- _The data_
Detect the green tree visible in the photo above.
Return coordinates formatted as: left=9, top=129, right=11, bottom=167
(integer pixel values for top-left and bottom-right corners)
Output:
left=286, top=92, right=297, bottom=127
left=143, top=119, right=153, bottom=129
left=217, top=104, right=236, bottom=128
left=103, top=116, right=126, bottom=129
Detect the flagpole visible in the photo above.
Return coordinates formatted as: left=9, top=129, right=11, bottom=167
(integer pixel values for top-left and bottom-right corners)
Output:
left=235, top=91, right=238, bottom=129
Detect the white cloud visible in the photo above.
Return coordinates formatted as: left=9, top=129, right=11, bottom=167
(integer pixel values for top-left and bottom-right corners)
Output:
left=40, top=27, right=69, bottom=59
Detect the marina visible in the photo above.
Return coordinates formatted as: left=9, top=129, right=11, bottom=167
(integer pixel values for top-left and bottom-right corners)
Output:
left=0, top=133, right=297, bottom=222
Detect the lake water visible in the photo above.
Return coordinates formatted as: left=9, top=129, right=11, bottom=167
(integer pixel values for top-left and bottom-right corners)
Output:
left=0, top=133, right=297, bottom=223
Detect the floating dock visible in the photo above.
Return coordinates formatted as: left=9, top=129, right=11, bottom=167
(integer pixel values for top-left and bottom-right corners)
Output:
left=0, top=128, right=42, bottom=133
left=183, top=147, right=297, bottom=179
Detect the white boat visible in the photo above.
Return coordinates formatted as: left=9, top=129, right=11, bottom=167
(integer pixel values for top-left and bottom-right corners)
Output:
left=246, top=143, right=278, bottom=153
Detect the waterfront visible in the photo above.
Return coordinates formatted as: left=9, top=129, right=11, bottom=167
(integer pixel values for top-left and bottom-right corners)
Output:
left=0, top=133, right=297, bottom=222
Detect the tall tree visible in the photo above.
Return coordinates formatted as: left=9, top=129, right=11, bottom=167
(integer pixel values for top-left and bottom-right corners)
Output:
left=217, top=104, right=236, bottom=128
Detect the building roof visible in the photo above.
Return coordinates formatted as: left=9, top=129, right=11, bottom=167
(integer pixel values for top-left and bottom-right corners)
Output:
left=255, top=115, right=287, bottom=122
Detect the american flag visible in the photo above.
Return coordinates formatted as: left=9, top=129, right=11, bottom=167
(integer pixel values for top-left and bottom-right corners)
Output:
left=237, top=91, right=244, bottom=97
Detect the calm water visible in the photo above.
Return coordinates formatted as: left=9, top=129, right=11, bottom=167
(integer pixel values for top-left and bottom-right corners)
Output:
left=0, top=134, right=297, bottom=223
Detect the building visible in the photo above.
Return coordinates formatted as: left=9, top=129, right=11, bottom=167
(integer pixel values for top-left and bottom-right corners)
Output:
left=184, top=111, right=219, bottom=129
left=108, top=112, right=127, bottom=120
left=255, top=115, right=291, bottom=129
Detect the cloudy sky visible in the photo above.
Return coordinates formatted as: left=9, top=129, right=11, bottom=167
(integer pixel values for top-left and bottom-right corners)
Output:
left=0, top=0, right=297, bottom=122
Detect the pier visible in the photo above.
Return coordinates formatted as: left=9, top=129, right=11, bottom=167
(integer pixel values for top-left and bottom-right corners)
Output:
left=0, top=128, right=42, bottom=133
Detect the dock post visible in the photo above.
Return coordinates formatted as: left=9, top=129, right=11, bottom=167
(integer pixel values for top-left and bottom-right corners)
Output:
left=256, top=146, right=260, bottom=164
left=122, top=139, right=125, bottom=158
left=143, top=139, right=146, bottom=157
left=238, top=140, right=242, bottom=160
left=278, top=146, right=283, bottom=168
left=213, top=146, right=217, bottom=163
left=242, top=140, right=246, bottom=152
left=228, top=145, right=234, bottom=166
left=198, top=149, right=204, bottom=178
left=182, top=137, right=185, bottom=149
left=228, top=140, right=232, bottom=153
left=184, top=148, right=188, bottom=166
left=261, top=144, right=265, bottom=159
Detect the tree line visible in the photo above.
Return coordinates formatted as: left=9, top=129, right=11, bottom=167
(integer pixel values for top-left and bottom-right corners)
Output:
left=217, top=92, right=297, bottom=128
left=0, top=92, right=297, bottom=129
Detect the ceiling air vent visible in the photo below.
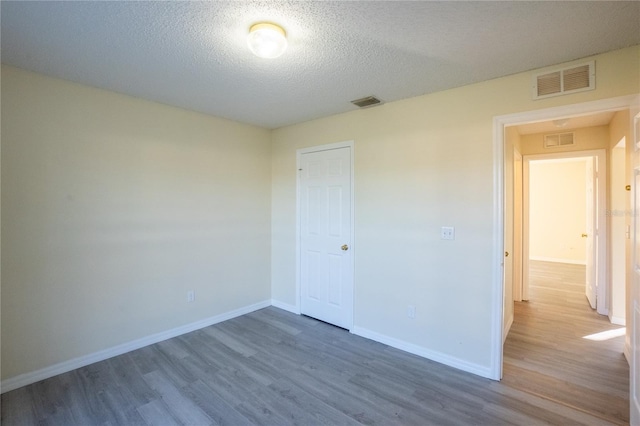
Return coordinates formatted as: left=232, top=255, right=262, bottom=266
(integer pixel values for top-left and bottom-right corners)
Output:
left=351, top=96, right=381, bottom=108
left=533, top=61, right=596, bottom=99
left=544, top=133, right=575, bottom=148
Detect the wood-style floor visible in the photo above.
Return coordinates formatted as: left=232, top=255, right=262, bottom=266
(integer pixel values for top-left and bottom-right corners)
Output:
left=1, top=265, right=628, bottom=426
left=501, top=261, right=629, bottom=424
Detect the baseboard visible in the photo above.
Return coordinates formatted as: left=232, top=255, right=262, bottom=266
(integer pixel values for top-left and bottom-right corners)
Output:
left=529, top=256, right=587, bottom=265
left=351, top=327, right=491, bottom=379
left=0, top=300, right=271, bottom=393
left=271, top=299, right=300, bottom=315
left=609, top=317, right=627, bottom=326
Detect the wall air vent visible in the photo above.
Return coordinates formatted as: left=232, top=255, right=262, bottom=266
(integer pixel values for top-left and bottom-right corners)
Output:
left=544, top=133, right=575, bottom=148
left=532, top=61, right=596, bottom=99
left=351, top=96, right=382, bottom=108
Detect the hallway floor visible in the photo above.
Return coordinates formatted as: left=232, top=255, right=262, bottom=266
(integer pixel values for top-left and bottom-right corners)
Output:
left=501, top=261, right=629, bottom=424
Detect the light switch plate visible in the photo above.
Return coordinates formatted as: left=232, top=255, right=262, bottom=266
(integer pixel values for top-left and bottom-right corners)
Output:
left=440, top=226, right=456, bottom=240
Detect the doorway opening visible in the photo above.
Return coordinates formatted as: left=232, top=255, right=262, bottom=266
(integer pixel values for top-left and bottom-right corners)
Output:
left=491, top=96, right=637, bottom=380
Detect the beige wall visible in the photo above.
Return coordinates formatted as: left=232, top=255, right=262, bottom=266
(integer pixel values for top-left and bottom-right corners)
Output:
left=529, top=159, right=587, bottom=264
left=2, top=66, right=271, bottom=379
left=608, top=111, right=633, bottom=324
left=272, top=46, right=639, bottom=373
left=1, top=46, right=640, bottom=378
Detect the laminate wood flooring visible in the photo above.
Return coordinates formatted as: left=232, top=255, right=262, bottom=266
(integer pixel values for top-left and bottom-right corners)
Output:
left=501, top=261, right=629, bottom=424
left=1, top=262, right=628, bottom=426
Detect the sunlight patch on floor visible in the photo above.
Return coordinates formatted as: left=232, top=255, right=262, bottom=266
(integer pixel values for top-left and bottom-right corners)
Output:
left=583, top=327, right=626, bottom=342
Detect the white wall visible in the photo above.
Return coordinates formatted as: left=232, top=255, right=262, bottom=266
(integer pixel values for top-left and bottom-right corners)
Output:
left=272, top=47, right=639, bottom=375
left=529, top=159, right=587, bottom=264
left=2, top=66, right=271, bottom=379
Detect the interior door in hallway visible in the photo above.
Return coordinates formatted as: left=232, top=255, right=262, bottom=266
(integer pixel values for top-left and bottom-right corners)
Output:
left=299, top=146, right=353, bottom=329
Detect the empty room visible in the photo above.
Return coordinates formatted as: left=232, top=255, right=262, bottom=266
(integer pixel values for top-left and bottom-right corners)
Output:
left=0, top=1, right=640, bottom=425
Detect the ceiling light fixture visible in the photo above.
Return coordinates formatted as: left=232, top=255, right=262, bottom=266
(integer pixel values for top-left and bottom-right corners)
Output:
left=247, top=22, right=287, bottom=59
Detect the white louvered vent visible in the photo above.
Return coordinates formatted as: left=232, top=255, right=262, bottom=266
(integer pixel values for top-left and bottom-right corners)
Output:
left=544, top=132, right=575, bottom=148
left=533, top=61, right=596, bottom=99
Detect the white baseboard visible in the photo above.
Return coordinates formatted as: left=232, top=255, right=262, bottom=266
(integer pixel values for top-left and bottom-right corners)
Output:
left=271, top=299, right=300, bottom=315
left=609, top=317, right=627, bottom=326
left=351, top=327, right=491, bottom=379
left=529, top=256, right=587, bottom=265
left=0, top=300, right=271, bottom=393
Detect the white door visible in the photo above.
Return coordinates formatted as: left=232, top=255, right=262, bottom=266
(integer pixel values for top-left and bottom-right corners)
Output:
left=582, top=157, right=598, bottom=309
left=513, top=151, right=522, bottom=302
left=299, top=146, right=353, bottom=329
left=629, top=110, right=640, bottom=425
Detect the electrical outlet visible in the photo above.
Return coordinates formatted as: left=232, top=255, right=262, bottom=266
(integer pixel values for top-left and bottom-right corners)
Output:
left=407, top=305, right=416, bottom=319
left=440, top=226, right=456, bottom=240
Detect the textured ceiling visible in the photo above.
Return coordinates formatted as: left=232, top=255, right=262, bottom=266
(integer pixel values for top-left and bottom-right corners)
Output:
left=0, top=1, right=640, bottom=128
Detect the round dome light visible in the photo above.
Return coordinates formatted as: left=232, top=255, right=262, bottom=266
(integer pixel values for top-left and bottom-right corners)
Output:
left=247, top=23, right=287, bottom=59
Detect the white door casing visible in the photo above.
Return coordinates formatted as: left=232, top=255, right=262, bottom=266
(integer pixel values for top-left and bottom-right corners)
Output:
left=298, top=143, right=354, bottom=329
left=627, top=108, right=640, bottom=425
left=582, top=157, right=597, bottom=309
left=513, top=150, right=523, bottom=302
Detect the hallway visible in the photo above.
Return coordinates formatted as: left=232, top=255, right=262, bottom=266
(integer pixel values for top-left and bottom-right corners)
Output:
left=502, top=261, right=629, bottom=424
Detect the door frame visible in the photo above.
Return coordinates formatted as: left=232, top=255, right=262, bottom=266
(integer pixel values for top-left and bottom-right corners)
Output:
left=489, top=95, right=638, bottom=380
left=296, top=140, right=356, bottom=332
left=522, top=149, right=610, bottom=315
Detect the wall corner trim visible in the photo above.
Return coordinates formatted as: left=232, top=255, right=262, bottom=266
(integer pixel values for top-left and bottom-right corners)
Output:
left=0, top=300, right=271, bottom=393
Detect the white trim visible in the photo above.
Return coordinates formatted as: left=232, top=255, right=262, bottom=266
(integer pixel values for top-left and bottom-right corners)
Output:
left=0, top=300, right=271, bottom=393
left=292, top=140, right=356, bottom=330
left=271, top=299, right=300, bottom=315
left=351, top=327, right=491, bottom=378
left=529, top=256, right=587, bottom=265
left=488, top=95, right=638, bottom=380
left=502, top=312, right=515, bottom=344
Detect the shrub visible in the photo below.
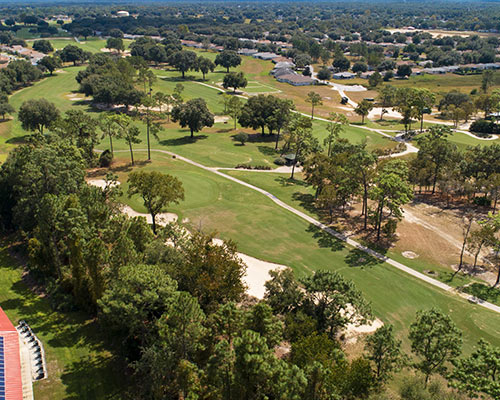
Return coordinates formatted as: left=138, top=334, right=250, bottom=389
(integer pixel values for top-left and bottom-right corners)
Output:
left=99, top=149, right=113, bottom=168
left=234, top=132, right=248, bottom=146
left=234, top=164, right=271, bottom=170
left=318, top=67, right=332, bottom=81
left=274, top=157, right=286, bottom=165
left=472, top=196, right=491, bottom=207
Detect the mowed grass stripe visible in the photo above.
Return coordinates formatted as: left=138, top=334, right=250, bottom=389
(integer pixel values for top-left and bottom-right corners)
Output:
left=113, top=155, right=500, bottom=350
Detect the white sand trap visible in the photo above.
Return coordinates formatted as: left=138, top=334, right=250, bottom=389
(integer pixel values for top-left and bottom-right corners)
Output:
left=368, top=107, right=403, bottom=119
left=214, top=115, right=229, bottom=124
left=121, top=206, right=177, bottom=226
left=213, top=239, right=288, bottom=299
left=66, top=93, right=85, bottom=101
left=344, top=318, right=384, bottom=343
left=87, top=179, right=177, bottom=226
left=401, top=251, right=418, bottom=260
left=87, top=179, right=120, bottom=189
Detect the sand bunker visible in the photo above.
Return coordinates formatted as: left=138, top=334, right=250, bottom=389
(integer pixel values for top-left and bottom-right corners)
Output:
left=66, top=93, right=85, bottom=101
left=214, top=115, right=229, bottom=124
left=121, top=206, right=177, bottom=226
left=401, top=251, right=418, bottom=260
left=87, top=179, right=120, bottom=189
left=343, top=318, right=384, bottom=343
left=213, top=239, right=288, bottom=299
left=87, top=179, right=177, bottom=226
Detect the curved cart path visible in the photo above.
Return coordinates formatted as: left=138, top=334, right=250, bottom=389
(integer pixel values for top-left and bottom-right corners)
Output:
left=116, top=149, right=500, bottom=314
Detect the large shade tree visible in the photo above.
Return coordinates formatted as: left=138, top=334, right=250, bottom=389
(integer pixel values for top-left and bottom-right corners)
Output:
left=127, top=170, right=184, bottom=234
left=172, top=98, right=215, bottom=137
left=18, top=99, right=59, bottom=135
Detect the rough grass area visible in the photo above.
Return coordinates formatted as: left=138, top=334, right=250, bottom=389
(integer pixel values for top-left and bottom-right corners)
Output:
left=0, top=240, right=126, bottom=400
left=99, top=152, right=500, bottom=350
left=462, top=283, right=500, bottom=305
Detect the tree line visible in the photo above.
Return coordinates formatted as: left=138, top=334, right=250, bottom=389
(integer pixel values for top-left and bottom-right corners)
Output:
left=0, top=134, right=499, bottom=400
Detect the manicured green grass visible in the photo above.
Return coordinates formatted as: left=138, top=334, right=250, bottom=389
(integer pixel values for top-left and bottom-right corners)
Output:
left=388, top=72, right=500, bottom=100
left=227, top=171, right=484, bottom=287
left=109, top=154, right=500, bottom=350
left=16, top=25, right=70, bottom=40
left=440, top=132, right=500, bottom=149
left=0, top=242, right=126, bottom=400
left=0, top=67, right=90, bottom=154
left=463, top=283, right=500, bottom=305
left=242, top=81, right=280, bottom=94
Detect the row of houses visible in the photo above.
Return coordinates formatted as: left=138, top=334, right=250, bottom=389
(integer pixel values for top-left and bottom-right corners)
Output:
left=422, top=63, right=500, bottom=75
left=0, top=45, right=46, bottom=65
left=271, top=60, right=315, bottom=86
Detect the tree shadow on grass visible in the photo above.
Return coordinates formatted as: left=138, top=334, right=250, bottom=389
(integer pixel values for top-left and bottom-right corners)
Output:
left=345, top=249, right=383, bottom=267
left=5, top=135, right=31, bottom=144
left=307, top=224, right=345, bottom=251
left=462, top=283, right=500, bottom=304
left=160, top=72, right=196, bottom=82
left=257, top=146, right=278, bottom=156
left=275, top=176, right=309, bottom=187
left=292, top=192, right=322, bottom=217
left=160, top=135, right=208, bottom=146
left=1, top=280, right=108, bottom=350
left=61, top=355, right=125, bottom=400
left=248, top=133, right=276, bottom=144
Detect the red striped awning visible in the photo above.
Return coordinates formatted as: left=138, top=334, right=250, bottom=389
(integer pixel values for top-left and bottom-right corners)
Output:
left=0, top=308, right=23, bottom=400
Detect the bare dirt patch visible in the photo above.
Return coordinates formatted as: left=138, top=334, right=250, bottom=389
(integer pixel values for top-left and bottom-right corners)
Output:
left=213, top=239, right=288, bottom=299
left=401, top=251, right=418, bottom=260
left=214, top=115, right=229, bottom=124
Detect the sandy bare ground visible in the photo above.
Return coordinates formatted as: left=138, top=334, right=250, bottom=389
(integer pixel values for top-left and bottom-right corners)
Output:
left=66, top=93, right=85, bottom=101
left=213, top=239, right=288, bottom=299
left=87, top=179, right=177, bottom=226
left=404, top=205, right=462, bottom=250
left=121, top=206, right=177, bottom=226
left=368, top=107, right=402, bottom=120
left=87, top=179, right=287, bottom=299
left=87, top=179, right=120, bottom=189
left=214, top=115, right=229, bottom=124
left=342, top=318, right=384, bottom=343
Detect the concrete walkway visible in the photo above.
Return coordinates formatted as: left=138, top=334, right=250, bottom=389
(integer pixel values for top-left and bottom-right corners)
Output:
left=116, top=149, right=500, bottom=314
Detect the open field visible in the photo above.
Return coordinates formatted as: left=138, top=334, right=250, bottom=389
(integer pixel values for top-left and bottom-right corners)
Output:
left=0, top=241, right=124, bottom=400
left=95, top=153, right=500, bottom=350
left=227, top=171, right=494, bottom=294
left=243, top=81, right=280, bottom=94
left=384, top=71, right=500, bottom=97
left=0, top=67, right=396, bottom=167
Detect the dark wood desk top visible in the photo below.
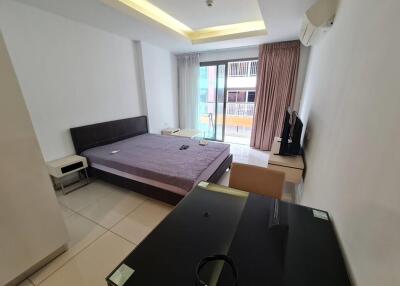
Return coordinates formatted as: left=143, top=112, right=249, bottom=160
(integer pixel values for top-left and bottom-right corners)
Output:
left=107, top=184, right=351, bottom=286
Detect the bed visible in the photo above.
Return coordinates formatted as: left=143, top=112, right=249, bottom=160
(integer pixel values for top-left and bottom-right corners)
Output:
left=70, top=116, right=232, bottom=204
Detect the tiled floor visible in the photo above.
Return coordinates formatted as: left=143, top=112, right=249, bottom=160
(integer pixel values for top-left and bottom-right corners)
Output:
left=20, top=144, right=280, bottom=286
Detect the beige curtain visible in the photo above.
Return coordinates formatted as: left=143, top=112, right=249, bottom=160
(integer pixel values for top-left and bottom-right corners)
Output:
left=250, top=41, right=300, bottom=150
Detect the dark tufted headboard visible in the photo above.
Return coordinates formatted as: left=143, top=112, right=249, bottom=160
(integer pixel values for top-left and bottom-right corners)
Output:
left=70, top=116, right=149, bottom=155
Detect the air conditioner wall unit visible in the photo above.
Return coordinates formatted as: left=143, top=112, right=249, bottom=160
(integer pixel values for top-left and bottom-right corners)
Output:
left=299, top=0, right=337, bottom=47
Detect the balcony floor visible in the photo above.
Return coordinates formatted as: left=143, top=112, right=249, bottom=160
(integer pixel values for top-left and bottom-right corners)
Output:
left=225, top=136, right=250, bottom=146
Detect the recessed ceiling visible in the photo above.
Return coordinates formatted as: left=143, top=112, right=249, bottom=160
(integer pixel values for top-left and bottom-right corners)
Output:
left=14, top=0, right=317, bottom=53
left=149, top=0, right=263, bottom=30
left=101, top=0, right=267, bottom=44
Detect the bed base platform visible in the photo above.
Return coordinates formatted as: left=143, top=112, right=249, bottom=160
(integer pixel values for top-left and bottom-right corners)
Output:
left=89, top=154, right=233, bottom=205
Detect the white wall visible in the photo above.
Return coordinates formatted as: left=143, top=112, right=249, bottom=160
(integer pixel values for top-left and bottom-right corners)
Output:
left=136, top=42, right=178, bottom=133
left=0, top=31, right=68, bottom=285
left=300, top=0, right=400, bottom=286
left=0, top=0, right=145, bottom=160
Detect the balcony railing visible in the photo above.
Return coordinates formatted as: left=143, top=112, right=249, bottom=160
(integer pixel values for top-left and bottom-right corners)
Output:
left=228, top=60, right=258, bottom=77
left=226, top=102, right=254, bottom=117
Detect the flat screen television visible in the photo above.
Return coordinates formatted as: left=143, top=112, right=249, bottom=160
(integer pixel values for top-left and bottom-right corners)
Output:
left=279, top=107, right=303, bottom=156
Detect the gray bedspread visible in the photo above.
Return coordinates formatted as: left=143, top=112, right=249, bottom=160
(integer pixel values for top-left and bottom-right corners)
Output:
left=82, top=134, right=229, bottom=191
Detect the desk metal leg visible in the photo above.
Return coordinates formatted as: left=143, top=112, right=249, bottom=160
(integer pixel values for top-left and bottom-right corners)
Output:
left=60, top=180, right=65, bottom=196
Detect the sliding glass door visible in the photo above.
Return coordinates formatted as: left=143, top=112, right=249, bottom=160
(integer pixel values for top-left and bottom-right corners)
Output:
left=198, top=63, right=226, bottom=141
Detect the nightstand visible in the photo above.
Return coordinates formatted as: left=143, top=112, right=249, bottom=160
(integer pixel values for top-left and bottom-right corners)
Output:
left=46, top=155, right=89, bottom=195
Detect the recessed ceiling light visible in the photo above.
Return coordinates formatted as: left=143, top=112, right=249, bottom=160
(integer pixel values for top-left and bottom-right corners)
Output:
left=206, top=0, right=214, bottom=7
left=102, top=0, right=267, bottom=44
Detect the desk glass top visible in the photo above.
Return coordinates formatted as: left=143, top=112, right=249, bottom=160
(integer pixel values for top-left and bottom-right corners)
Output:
left=107, top=183, right=350, bottom=286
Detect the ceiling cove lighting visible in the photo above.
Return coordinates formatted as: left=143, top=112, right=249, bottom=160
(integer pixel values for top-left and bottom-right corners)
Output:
left=107, top=0, right=267, bottom=44
left=118, top=0, right=192, bottom=36
left=188, top=21, right=267, bottom=44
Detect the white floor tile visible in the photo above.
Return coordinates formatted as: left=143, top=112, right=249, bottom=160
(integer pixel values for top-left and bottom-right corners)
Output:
left=40, top=232, right=135, bottom=286
left=79, top=187, right=146, bottom=229
left=111, top=200, right=173, bottom=244
left=17, top=279, right=34, bottom=286
left=59, top=204, right=74, bottom=219
left=57, top=181, right=117, bottom=212
left=30, top=213, right=106, bottom=285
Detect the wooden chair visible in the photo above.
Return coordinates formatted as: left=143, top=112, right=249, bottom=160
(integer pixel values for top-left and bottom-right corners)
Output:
left=229, top=163, right=285, bottom=200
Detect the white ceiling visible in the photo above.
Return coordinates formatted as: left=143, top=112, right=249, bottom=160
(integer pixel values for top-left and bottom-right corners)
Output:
left=149, top=0, right=262, bottom=30
left=14, top=0, right=316, bottom=53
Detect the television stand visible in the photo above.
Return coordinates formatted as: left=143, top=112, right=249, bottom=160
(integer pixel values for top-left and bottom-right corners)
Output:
left=268, top=137, right=304, bottom=184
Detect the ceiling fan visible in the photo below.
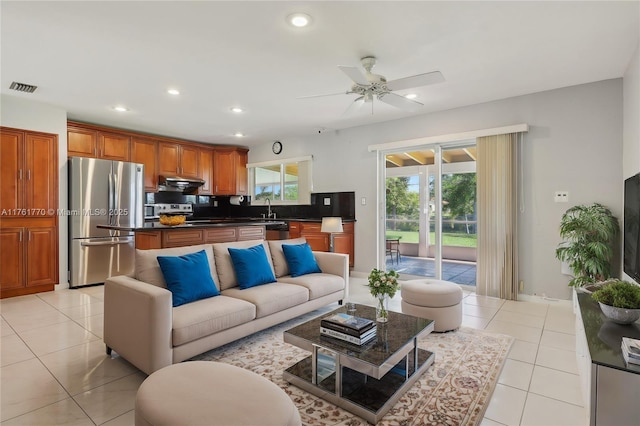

- _Written problem_
Output the entries from the very first line through the line containing "left=103, top=116, right=126, bottom=129", both included, as a JSON list of strings with one string per line and no blank lines.

- _Answer to the exercise_
[
  "Detect the green tree visible in the photo above.",
  "Return coordinates formatted as: left=9, top=129, right=11, bottom=167",
  "(integer pixel values for top-left and bottom-right corners)",
  "Output:",
  "left=286, top=92, right=297, bottom=127",
  "left=143, top=119, right=153, bottom=129",
  "left=217, top=104, right=236, bottom=128",
  "left=103, top=116, right=126, bottom=129"
]